• [Task instructions] Pull out every row below that contains the string "detect" and copy each one. Match case exactly.

• [Data supplied]
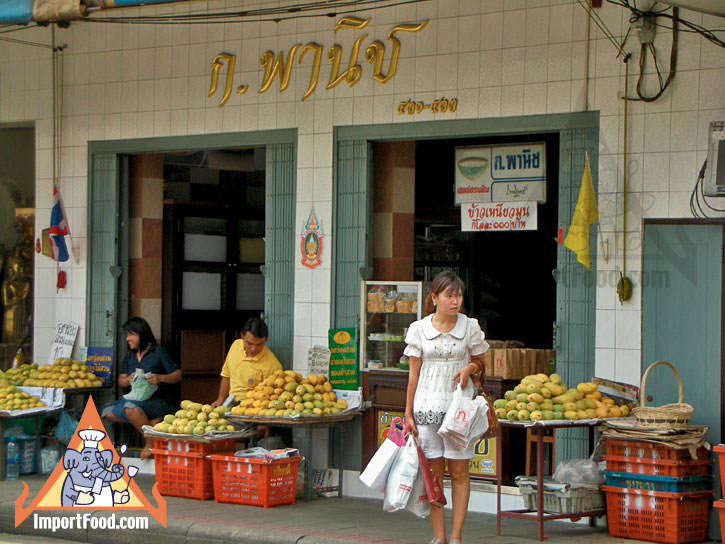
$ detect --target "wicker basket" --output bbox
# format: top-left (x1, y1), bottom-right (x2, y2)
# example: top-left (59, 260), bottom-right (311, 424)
top-left (632, 361), bottom-right (694, 429)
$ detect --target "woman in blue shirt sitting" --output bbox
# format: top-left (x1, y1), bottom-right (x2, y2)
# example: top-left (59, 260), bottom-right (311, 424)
top-left (102, 317), bottom-right (181, 459)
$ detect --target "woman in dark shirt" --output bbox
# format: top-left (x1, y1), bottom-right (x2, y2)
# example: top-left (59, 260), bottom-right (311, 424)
top-left (102, 317), bottom-right (181, 459)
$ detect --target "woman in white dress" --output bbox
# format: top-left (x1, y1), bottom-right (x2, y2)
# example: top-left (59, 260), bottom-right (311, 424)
top-left (405, 270), bottom-right (488, 544)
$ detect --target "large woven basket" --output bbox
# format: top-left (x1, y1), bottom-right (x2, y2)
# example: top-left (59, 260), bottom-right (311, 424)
top-left (632, 361), bottom-right (694, 429)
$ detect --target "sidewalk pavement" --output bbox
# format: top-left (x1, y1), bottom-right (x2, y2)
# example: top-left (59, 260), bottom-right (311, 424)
top-left (0, 474), bottom-right (712, 544)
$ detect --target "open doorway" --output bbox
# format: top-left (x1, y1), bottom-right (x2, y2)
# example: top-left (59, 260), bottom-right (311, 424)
top-left (128, 147), bottom-right (266, 402)
top-left (0, 126), bottom-right (34, 370)
top-left (414, 133), bottom-right (559, 349)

• [Exercise output]
$ detect --target "wicker basket" --output bbox
$ detect --target "woman in blue shirt sitting" --output bbox
$ detect --target "woman in dark shirt" --output bbox
$ detect --target "woman in white dress" --output bbox
$ detect --target "large woven basket" --output bbox
$ detect --target "sidewalk pavement" --output bbox
$ detect --target "open doorway" --output bbox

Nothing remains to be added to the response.